> 取り組む課題:
(1) 世界銀行のカンボジア融資再開の記事から、「5月19日、世界銀行がカンボ」から「健康格差・保健サービスの質の改善プロジェクト(30百万ドル)」までを、両端も含めて一字も変えずに書き写すこと。
(2) 世界銀行のカンボジア融資再開の記事によると、今回承認された融資の償還期間は何年か。
(3) 世界銀行のカンボジア融資再開の記事の続きを、示された最後の文の後から書き継ぐこと。

> 提示された抜粋:
世界銀行がカンボジアへ5年ぶりに融資再開、4案件130百万ドルを承認

世界銀行がカンボジアの貧困削減へ、本格支援再開

5月19日、世界銀行がカンボジアへの融資を5年ぶりに再開することを発表した。カンボジア政府が3,000世帯の強制的な住民移転を2011年に行って以来、世界銀行は新規貸付を行っておらず、実施案件の継続支援のみ行っていた。

今回承認された案件は、国際開発協会(IDA)の低所得国向けの融資枠組みで、合計130百万ドル(約140億円)。譲許性の高い貸し付け条件となる見込み。償還期間は25~40年(据置期間:5~10年含む)。

融資案件は、インフラ、水、農業、社会保障・保健分野の4案件。

 

貧困層向け社会保障でユニバーサル・ヘルス・カバレッジ達成へ

健康格差・保健サービスの質の改善プロジェクト(30百万ドル)

貧困層の保健アクセス向上を目的とする案件で、社会保障の拡充を図る。同案件は2つのアプローチをとる。まず、カンボジアの国民健康保険(医療保険)にあたる基金(Health Equity Funds: HEF)へファイナンスし、貧困層300万人への保健サービス提供コストを補填する。これによって、受益者の自己負担額を軽減するほか、医療施設への資金提供を行う。次に、保健サービス提供側の能力強化を図るための基金(Service Delivery Grants)へファイナンスを行うことで、需要・供給の両サイドから支援を行う。

> 抽出した行:
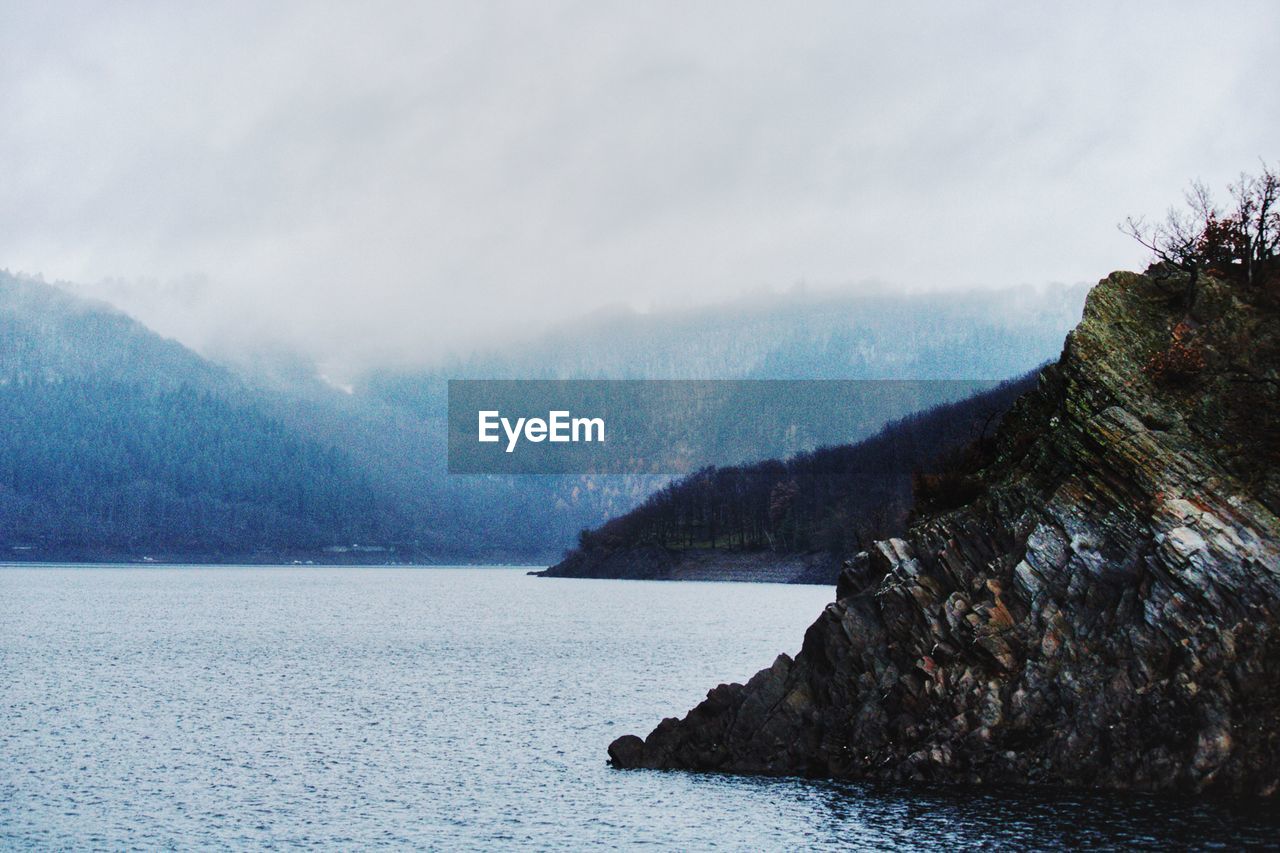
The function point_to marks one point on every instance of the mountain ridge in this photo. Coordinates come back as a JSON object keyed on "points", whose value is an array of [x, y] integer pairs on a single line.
{"points": [[1104, 612]]}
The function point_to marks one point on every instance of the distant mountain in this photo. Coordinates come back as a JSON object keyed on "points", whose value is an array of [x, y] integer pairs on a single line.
{"points": [[334, 469], [795, 519], [118, 443]]}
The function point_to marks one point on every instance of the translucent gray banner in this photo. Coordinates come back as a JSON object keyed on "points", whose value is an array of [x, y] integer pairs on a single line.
{"points": [[673, 427]]}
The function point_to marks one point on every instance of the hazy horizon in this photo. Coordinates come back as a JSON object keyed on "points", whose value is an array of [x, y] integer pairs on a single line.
{"points": [[403, 181]]}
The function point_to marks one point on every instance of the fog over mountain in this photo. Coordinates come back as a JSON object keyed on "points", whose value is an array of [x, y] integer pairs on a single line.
{"points": [[387, 183]]}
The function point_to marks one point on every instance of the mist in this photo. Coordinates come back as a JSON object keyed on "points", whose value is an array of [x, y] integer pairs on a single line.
{"points": [[392, 183]]}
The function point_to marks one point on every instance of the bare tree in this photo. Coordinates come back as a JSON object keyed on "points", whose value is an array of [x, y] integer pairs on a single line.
{"points": [[1240, 242], [1176, 240]]}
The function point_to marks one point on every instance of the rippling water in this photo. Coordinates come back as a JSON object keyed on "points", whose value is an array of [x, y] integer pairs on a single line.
{"points": [[442, 707]]}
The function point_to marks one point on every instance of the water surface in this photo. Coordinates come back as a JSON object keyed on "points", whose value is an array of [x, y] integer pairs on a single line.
{"points": [[442, 707]]}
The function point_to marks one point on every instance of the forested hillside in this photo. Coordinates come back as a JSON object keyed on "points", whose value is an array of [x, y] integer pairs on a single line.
{"points": [[831, 501], [123, 445], [101, 468]]}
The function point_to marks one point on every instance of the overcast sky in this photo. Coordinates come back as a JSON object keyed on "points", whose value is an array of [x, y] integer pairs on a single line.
{"points": [[378, 182]]}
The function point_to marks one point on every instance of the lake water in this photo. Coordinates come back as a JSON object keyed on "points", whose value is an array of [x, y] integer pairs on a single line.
{"points": [[466, 708]]}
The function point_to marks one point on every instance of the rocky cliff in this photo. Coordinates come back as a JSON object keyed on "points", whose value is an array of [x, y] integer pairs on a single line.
{"points": [[1102, 614]]}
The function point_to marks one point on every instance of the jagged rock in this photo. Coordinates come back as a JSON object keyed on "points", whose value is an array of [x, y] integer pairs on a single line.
{"points": [[1104, 614]]}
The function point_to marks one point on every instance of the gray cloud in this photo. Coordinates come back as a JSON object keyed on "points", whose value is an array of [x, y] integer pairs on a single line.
{"points": [[391, 181]]}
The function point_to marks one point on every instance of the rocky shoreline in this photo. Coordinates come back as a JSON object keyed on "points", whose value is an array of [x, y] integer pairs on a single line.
{"points": [[704, 564], [1106, 612]]}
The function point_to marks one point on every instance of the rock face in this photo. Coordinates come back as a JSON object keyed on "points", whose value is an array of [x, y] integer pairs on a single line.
{"points": [[1106, 612]]}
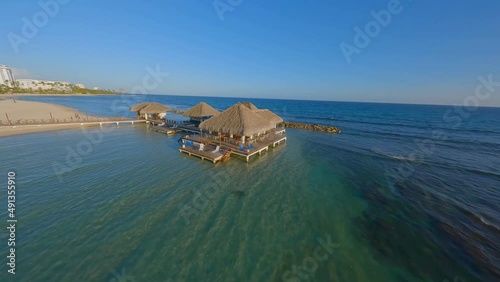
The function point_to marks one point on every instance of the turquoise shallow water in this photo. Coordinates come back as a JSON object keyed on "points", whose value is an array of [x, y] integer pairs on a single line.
{"points": [[134, 208]]}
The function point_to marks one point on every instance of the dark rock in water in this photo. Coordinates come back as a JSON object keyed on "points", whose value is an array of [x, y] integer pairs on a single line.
{"points": [[314, 127], [239, 193]]}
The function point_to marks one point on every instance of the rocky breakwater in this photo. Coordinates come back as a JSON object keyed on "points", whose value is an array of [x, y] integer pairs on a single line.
{"points": [[314, 127]]}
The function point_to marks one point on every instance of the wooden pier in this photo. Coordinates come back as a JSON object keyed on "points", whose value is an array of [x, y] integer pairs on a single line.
{"points": [[257, 146], [165, 130], [208, 153]]}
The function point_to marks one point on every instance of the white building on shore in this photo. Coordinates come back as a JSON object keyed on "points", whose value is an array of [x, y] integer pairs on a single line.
{"points": [[43, 84], [6, 76]]}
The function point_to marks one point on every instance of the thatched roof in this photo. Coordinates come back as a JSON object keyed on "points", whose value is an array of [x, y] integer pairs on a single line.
{"points": [[238, 119], [201, 110], [154, 108], [270, 116], [139, 106], [249, 105]]}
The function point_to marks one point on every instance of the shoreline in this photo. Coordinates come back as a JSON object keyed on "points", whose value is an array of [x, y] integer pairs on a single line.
{"points": [[23, 117], [9, 96]]}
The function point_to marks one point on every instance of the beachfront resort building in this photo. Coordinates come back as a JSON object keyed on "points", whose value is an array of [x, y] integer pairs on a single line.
{"points": [[6, 76], [43, 84]]}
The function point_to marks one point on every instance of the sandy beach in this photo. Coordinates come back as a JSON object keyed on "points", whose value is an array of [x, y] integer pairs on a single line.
{"points": [[21, 112]]}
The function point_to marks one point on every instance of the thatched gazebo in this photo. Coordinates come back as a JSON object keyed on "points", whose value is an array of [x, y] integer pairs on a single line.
{"points": [[139, 106], [270, 116], [150, 110], [239, 121], [200, 112]]}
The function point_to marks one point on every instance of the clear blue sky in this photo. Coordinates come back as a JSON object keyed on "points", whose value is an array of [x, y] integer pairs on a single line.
{"points": [[431, 52]]}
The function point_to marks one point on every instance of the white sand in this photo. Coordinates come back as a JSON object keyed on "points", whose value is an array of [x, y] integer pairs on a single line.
{"points": [[26, 110]]}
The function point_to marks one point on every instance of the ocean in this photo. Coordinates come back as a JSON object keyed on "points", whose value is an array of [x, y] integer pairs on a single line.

> 課題ごとの解答:
(1)
5月19日、世界銀行がカンボジアへの融資を5年ぶりに再開することを発表した。カンボジア政府が3,000世帯の強制的な住民移転を2011年に行って以来、世界銀行は新規貸付を行っておらず、実施案件の継続支援のみ行っていた。

今回承認された案件は、国際開発協会(IDA)の低所得国向けの融資枠組みで、合計130百万ドル(約140億円)。譲許性の高い貸し付け条件となる見込み。償還期間は25~40年(据置期間:5~10年含む)。

融資案件は、インフラ、水、農業、社会保障・保健分野の4案件。

 

貧困層向け社会保障でユニバーサル・ヘルス・カバレッジ達成へ

健康格差・保健サービスの質の改善プロジェクト(30百万ドル)

(2) 25~40年(据置期間5~10年を含む)。

(3)
このプロジェクトは、世界銀行の融資だけでなく、カンボジア政府とマルチ・ドナー・トラスト・ファンド(MDTF)によってファイナンスされる。MDTFは、オーストラリア政府、ドイツ開発銀行、韓国国際協力団(KOICA)から50百万ドルが拠出される見込み。また、モニタリング・評価のために、世界銀行に設置されている日本開発政策・人材育成基金(PHRD)から1百万ドルが拠出される。

この案件を通じて、カンボジアのユニバーサル・ヘルス・カバレッジ(UHC)達成へ貢献することが期待される。案件名は、「Health Equity and Quality Improvement」。

メコン川流域総合水資源管理プロジェクト(15百万ドル)

メコン川流域の漁業・水資源管理の強化を図るプロジェクト。特に、北東部のメコン川流域に点在する貧しい農村部への裨益をねらう。案件名は、「Mekong Integrated Water Resources Management」。

道路維持管理プロジェクト(60百万ドル)

カンポット州、シアヌークビル州、トボンクムン州、クラチェ州で合計218キロメートルに渡る国道の改修を行う。雨季に発生する洪水に強いインフラ整備を通じ、運行時間の短縮とよりよい都市間接続をめざす。案件名は、「Road Asset Management II」。

土地配分・社会経済開発プロジェクト(25百万ドル)

土地なし農民と小規模農家5,000世帯、14コミュニティにおける生計向上プロジェクト。生計向上にかかる支援のほか、アクセス道路、学校、保健施設へのアクセス向上も図る。案件名は、「Land Allocation for Social and Economic Development Project II」。